RECORD EXCERPTS ::
■ ■ ■
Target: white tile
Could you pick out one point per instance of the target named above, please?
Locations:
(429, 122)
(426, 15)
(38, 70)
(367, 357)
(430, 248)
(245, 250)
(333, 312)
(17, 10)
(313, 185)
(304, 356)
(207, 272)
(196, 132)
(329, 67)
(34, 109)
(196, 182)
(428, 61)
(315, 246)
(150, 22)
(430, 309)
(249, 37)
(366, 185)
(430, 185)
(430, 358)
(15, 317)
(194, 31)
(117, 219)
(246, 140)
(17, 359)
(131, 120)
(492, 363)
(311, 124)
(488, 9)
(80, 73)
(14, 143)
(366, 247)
■ ■ ■
WHAT THE EXERCISE ASKS :: Could you please repeat the data exactly as given?

SOLUTION FOR THIS TASK ::
Target: white tile
Could you pick out one point per instance of the target named above, please?
Locations:
(429, 122)
(426, 15)
(38, 70)
(367, 357)
(430, 248)
(245, 250)
(333, 312)
(17, 10)
(313, 185)
(304, 356)
(207, 272)
(196, 132)
(329, 67)
(34, 109)
(196, 182)
(428, 61)
(315, 246)
(150, 22)
(430, 309)
(249, 37)
(366, 185)
(430, 185)
(430, 358)
(15, 317)
(194, 31)
(117, 219)
(246, 140)
(17, 359)
(131, 120)
(492, 363)
(311, 124)
(488, 9)
(80, 73)
(14, 143)
(366, 247)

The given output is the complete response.